*Task prompt*:
Format every line of the items below as a JSON list of strings, one string per line, omitting blank lines and the pictures.

┄┄┄┄┄┄┄┄┄┄

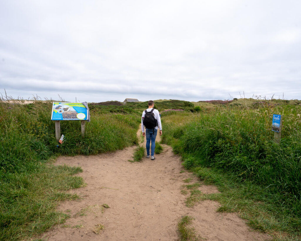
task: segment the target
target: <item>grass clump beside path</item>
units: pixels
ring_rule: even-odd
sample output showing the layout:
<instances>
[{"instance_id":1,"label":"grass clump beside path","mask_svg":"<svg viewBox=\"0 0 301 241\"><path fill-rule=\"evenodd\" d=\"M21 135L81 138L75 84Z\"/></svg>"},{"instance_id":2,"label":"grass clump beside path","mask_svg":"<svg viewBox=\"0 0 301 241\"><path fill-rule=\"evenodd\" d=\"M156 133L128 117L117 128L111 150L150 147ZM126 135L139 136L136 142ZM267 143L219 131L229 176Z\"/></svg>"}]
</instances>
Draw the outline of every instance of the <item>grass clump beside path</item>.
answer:
<instances>
[{"instance_id":1,"label":"grass clump beside path","mask_svg":"<svg viewBox=\"0 0 301 241\"><path fill-rule=\"evenodd\" d=\"M162 141L182 155L186 168L224 192L224 198L214 198L228 202L225 211L248 212L252 203L257 204L243 215L252 227L299 238L301 106L274 102L277 105L229 105L162 118ZM271 130L273 114L283 117L279 145Z\"/></svg>"},{"instance_id":2,"label":"grass clump beside path","mask_svg":"<svg viewBox=\"0 0 301 241\"><path fill-rule=\"evenodd\" d=\"M193 218L189 216L183 217L178 223L181 241L198 241L204 240L197 235L194 228L191 226Z\"/></svg>"},{"instance_id":3,"label":"grass clump beside path","mask_svg":"<svg viewBox=\"0 0 301 241\"><path fill-rule=\"evenodd\" d=\"M133 156L133 160L129 160L132 162L135 161L140 161L144 156L144 151L145 149L142 146L138 145L135 149Z\"/></svg>"},{"instance_id":4,"label":"grass clump beside path","mask_svg":"<svg viewBox=\"0 0 301 241\"><path fill-rule=\"evenodd\" d=\"M65 191L84 184L79 167L47 164L58 155L88 155L136 144L140 119L137 115L90 111L82 137L80 122L61 122L65 139L60 148L50 120L52 102L27 105L0 99L0 237L26 239L64 221L57 212L61 201L78 198Z\"/></svg>"}]
</instances>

┄┄┄┄┄┄┄┄┄┄

*Solution*:
[
  "task: segment the target",
  "target: <item>grass clump beside path</item>",
  "units: pixels",
  "ring_rule: even-odd",
  "sample output showing the layout:",
  "<instances>",
  "[{\"instance_id\":1,\"label\":\"grass clump beside path\",\"mask_svg\":\"<svg viewBox=\\\"0 0 301 241\\\"><path fill-rule=\\\"evenodd\\\" d=\\\"M21 135L81 138L75 84Z\\\"/></svg>\"},{\"instance_id\":2,\"label\":\"grass clump beside path\",\"mask_svg\":\"<svg viewBox=\\\"0 0 301 241\\\"><path fill-rule=\\\"evenodd\\\" d=\\\"M156 133L128 117L117 128L111 150L150 147ZM126 135L139 136L136 142ZM267 143L219 131L229 176Z\\\"/></svg>\"}]",
  "</instances>",
  "Draw the outline of every instance of the <item>grass clump beside path</item>.",
  "answer:",
  "<instances>",
  "[{\"instance_id\":1,\"label\":\"grass clump beside path\",\"mask_svg\":\"<svg viewBox=\\\"0 0 301 241\\\"><path fill-rule=\\\"evenodd\\\" d=\\\"M162 141L182 155L186 168L224 192L224 198L214 198L228 202L225 211L248 212L252 203L257 204L243 215L252 227L299 238L301 106L274 102L277 105L229 105L162 118ZM271 130L273 114L283 117L279 145Z\\\"/></svg>\"},{\"instance_id\":2,\"label\":\"grass clump beside path\",\"mask_svg\":\"<svg viewBox=\\\"0 0 301 241\\\"><path fill-rule=\\\"evenodd\\\" d=\\\"M193 218L189 216L183 217L178 223L181 241L198 241L204 240L197 235L194 228L191 226Z\\\"/></svg>\"},{\"instance_id\":3,\"label\":\"grass clump beside path\",\"mask_svg\":\"<svg viewBox=\\\"0 0 301 241\\\"><path fill-rule=\\\"evenodd\\\" d=\\\"M133 156L133 160L129 160L132 162L135 161L140 161L144 156L144 151L145 149L142 146L138 145L135 149Z\\\"/></svg>\"},{\"instance_id\":4,\"label\":\"grass clump beside path\",\"mask_svg\":\"<svg viewBox=\\\"0 0 301 241\\\"><path fill-rule=\\\"evenodd\\\" d=\\\"M65 191L84 184L79 167L47 164L58 155L88 155L136 144L140 119L137 115L90 111L82 137L80 122L61 122L65 139L60 148L50 120L52 102L27 105L0 99L0 237L26 239L64 221L57 212L61 201L78 198Z\\\"/></svg>\"}]",
  "</instances>"
]